*** Source extract Section Begins ***
The Bride and Groom Said Their Vows Beneath a Floral Chuppah at This Hamptons Backyard Wedding

Growing up in Scarsdale, New York, Samantha Zaitz always knew who Benjamin Rudin was. “Everyone did!” she says. “Ben was probably the most popular thing to happen to Scarsdale.” He was in the same school year as Samantha’s older sister, and captained varsity basketball when her brother was a freshman. “Ben may have been on his way to becoming a basketball star at Middlebury College, where he was an all-American, and went on to play professionally in Israel, but he was also known as the nicest and most kind person,” Samantha adds. “Basically, my family was obsessed with him.”
Fast-forward 15 years and Ben’s name came up in conversation among the Zaitzes, which prompted Samantha to ask her brother to set her up. When he refused, she took matters into her own hands. “I did the modern day version of making the first move—I added him on Instagram,” she says. “He played it cool by waiting a day or two to accept my request, and then as corny as it sounds, immediately DM’d me, and we’ve spoken every single day since.”
*** Source extract Section Ends ***
*** Dataset excerpts Section Begins ***
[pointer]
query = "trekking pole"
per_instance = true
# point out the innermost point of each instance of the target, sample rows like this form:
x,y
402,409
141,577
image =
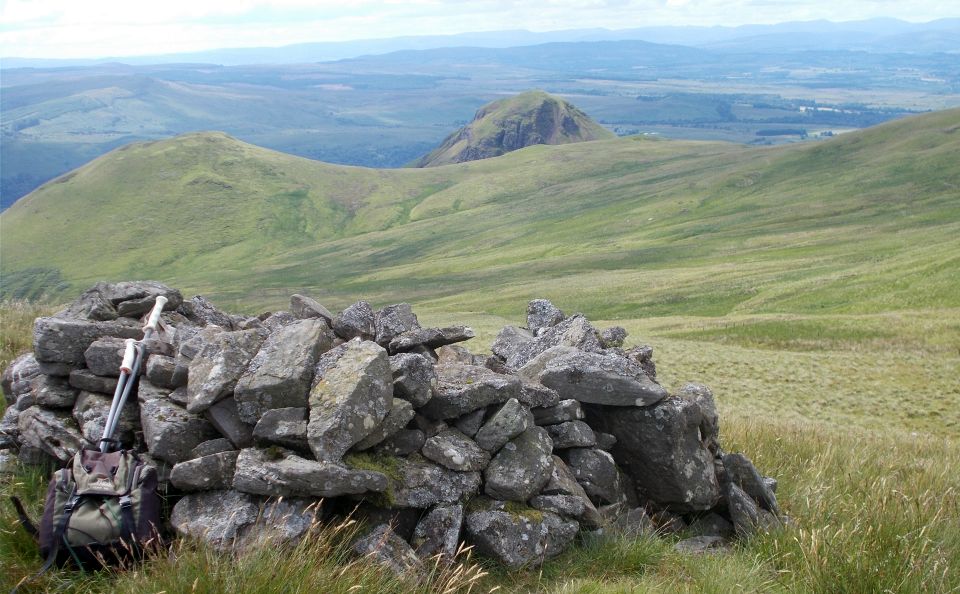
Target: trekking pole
x,y
133,356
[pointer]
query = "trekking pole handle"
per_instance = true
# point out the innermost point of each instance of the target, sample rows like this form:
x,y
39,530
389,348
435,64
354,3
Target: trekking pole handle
x,y
128,355
151,324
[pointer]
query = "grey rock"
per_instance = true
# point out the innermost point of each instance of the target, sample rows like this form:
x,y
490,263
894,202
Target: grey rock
x,y
384,547
698,545
91,411
572,434
104,355
509,421
9,428
519,538
613,337
392,321
215,370
414,378
747,518
741,472
605,441
213,446
162,371
421,484
660,448
431,338
438,532
456,451
219,518
596,472
169,430
17,377
53,392
541,314
304,307
357,321
53,432
455,353
402,443
568,506
203,313
64,340
280,374
224,417
350,401
401,412
564,411
711,524
83,379
277,472
283,426
516,350
535,395
462,389
214,471
601,378
521,468
710,423
470,423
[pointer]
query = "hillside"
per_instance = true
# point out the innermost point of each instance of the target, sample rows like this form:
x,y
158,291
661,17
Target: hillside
x,y
866,222
513,123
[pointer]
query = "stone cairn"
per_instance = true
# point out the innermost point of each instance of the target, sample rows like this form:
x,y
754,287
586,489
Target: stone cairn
x,y
261,427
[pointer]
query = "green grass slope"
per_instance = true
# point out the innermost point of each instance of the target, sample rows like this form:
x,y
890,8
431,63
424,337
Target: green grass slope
x,y
864,223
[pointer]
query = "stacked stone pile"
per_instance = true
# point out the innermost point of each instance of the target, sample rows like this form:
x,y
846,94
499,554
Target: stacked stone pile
x,y
262,426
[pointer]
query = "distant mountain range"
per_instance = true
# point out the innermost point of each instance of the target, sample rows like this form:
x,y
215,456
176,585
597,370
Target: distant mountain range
x,y
879,35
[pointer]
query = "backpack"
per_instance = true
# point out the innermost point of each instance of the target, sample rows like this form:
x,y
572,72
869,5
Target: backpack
x,y
101,509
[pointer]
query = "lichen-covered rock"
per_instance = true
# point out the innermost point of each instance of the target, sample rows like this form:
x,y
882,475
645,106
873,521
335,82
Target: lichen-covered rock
x,y
521,468
564,411
414,378
601,378
215,370
65,340
351,400
571,434
401,412
596,472
660,448
456,451
465,388
541,314
392,321
53,432
438,532
226,420
277,472
207,473
357,321
91,410
509,421
280,374
518,537
304,307
53,392
431,338
283,426
17,377
169,430
384,547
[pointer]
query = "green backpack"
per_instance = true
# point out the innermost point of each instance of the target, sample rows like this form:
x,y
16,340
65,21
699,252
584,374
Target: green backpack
x,y
100,509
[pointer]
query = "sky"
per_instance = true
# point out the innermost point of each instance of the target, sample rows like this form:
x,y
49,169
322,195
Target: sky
x,y
105,28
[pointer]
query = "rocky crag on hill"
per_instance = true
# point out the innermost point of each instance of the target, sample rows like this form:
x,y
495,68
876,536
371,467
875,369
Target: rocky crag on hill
x,y
261,427
513,123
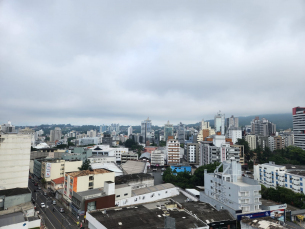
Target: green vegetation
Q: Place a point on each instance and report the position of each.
(85, 165)
(186, 179)
(284, 195)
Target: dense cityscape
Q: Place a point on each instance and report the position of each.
(178, 176)
(152, 114)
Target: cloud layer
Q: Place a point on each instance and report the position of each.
(121, 61)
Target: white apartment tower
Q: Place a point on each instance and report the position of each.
(230, 190)
(55, 134)
(298, 120)
(251, 139)
(219, 123)
(129, 130)
(173, 151)
(15, 150)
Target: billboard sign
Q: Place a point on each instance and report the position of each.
(48, 170)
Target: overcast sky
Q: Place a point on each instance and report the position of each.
(101, 62)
*** Dataset excerpts Section Ends ***
**Task goal:**
Please say whether each statement below agrees with the Hamptons wedding article above. Answer yes or no for each, and quote the exact words from the article that decide it.
1. Ben went on to play basketball professionally in Israel.
2. Samantha's brother agreed to set her up with Ben.
3. Ben accepted Samantha's Instagram request right away.

**Response to this exercise:**
1. Yes: "went on to play professionally in Israel"
2. No: "When he refused, she took matters into her own hands."
3. No: "He played it cool by waiting a day or two to accept my request"